After Hillary Clinton and Bernie Sanders split the primaries in Kentucky and Oregon last night, the Democratic Party should be on the verge of ending a long and unexpectedly bitter campaign. Clinton’s narrow win in Kentucky took a bit out of the sting of her string of defeats in recent months that have, though they’ve highlighted her weakness, have done nothing to halt her inevitable march to her party’s presidential nomination. But Sanders’ defiant speech last night after winning Oregon made it clear he is not going quietly into the night even though he has no chance of beating Clinton. By continuing to feed the narrative that the Democratic race was basically fixed by a corrupt party establishment — the same story line that drove the bizarre and violent confrontation between the two campaigns at the Nevada Democratic convention— Sanders is setting the stage for what could be a nasty split within the party.

That raises the possibility that, in an ironic twist that no one would have anticipated only a few weeks ago, the Democratic convention in Philadelphia may turn out to be even more of a free-for-all slugfest than the Republican gathering in Cleveland where Donald Trump will have his coronation. But whether angry Sanders supporters spoil Hillary’s crowning or not, there are more serious questions at play here. Are the young and/or very liberal supporters of Sanders angry enough about what happened during the campaign and disgusted enough with Clinton to stay home in November? Is it even possible that some of them will be tempted to vote for Trump instead of Hillary?

DATA SHOWN:
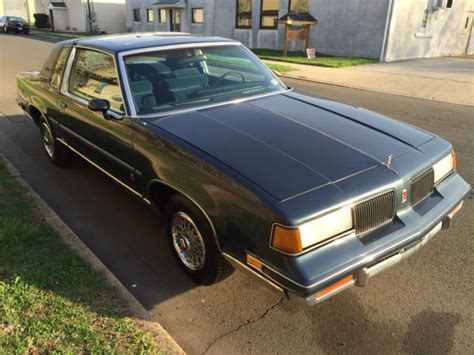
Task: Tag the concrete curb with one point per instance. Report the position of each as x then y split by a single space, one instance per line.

EXERCISE REQUIREMENTS:
**1.** According to the commentary on the Democratic primaries, why is Sanders setting the stage for a possible nasty split within the party? Answer in one to three sentences.
**2.** Please list every U.S. state or city named in the commentary on the Democratic primaries, ignoring the data.
**3.** Answer these from the commentary on the Democratic primaries:
(a) Which of last night's two primaries did Clinton win?
(b) In which city will the Democratic convention be held?
(c) Who will have his coronation at the Republican gathering in Cleveland?

TASK RESULTS:
**1.** He keeps feeding the narrative that the Democratic race was basically fixed by a corrupt party establishment. That same story line drove the bizarre and violent confrontation between the two campaigns at the Nevada Democratic convention.

**2.** Kentucky, Oregon, Nevada, Philadelphia, Cleveland

**3.**
(a) Kentucky
(b) Philadelphia
(c) Donald Trump